▶ Request: Repeat each of the lines below word for word, in the same order.

Some records:

★ ★ ★ ★

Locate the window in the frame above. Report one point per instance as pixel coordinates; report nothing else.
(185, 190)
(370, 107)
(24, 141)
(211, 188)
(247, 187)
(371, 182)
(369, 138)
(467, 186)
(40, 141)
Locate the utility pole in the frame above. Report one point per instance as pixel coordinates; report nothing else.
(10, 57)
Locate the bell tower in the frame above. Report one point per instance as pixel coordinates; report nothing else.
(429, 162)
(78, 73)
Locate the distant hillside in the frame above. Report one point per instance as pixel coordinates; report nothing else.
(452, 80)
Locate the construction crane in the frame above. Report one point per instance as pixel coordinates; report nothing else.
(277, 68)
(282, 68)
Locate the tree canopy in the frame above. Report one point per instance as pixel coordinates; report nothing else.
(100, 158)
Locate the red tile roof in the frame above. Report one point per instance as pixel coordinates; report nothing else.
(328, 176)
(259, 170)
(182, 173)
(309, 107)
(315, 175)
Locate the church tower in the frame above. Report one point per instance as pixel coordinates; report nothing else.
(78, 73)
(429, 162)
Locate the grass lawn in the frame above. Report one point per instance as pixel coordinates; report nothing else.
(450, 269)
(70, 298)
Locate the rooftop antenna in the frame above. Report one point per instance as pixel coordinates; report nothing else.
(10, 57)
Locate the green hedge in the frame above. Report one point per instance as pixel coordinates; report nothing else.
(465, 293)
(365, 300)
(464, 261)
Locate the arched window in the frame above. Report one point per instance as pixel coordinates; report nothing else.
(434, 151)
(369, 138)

★ ★ ★ ★

▶ Answer to this exercise:
Locate the window in the frame above. Report one point per instance as pixel coordinates; report nothing else.
(185, 190)
(370, 107)
(24, 141)
(211, 188)
(247, 187)
(371, 182)
(369, 138)
(467, 186)
(40, 141)
Locate the utility pole in the frame above. Report one point per instance as pixel coordinates; report nothing else.
(10, 57)
Locate the bell tower in the frame above. Report one point per instance as pixel coordinates; report nothing else.
(429, 162)
(78, 73)
Locate the distant hillside in the frame above. Report one point per instance as pixel coordinates; report nothing else.
(452, 80)
Locate the construction crane in the frame above. Report one point per instance as pixel coordinates; report nothing else.
(277, 68)
(282, 68)
Locate the tree canopy in the frame above. Report one point per instance as pixel coordinates; report nothing else.
(100, 158)
Locate the red tile roof in the frame above. Report one point per instance as pixel coordinates; report nothing else.
(328, 176)
(259, 170)
(182, 173)
(309, 107)
(315, 175)
Locate the church tower in the frame above. Report one point per instance as pixel coordinates; report nothing else.
(78, 73)
(429, 162)
Locate the grass lawn in the frame above. Report one point per instance as pixel coordinates; report nothing else.
(450, 269)
(70, 298)
Locate the rooftop antenna in the frame above. Report one point per instance as pixel coordinates; report nothing else.
(10, 57)
Locate the green hedge in the frame above. Report one point per instance as pixel coordinates; report nothing else.
(465, 293)
(365, 300)
(464, 261)
Locate the arched window in the frame above. Report one point per instance as pixel coordinates; report nothing else.
(434, 151)
(369, 138)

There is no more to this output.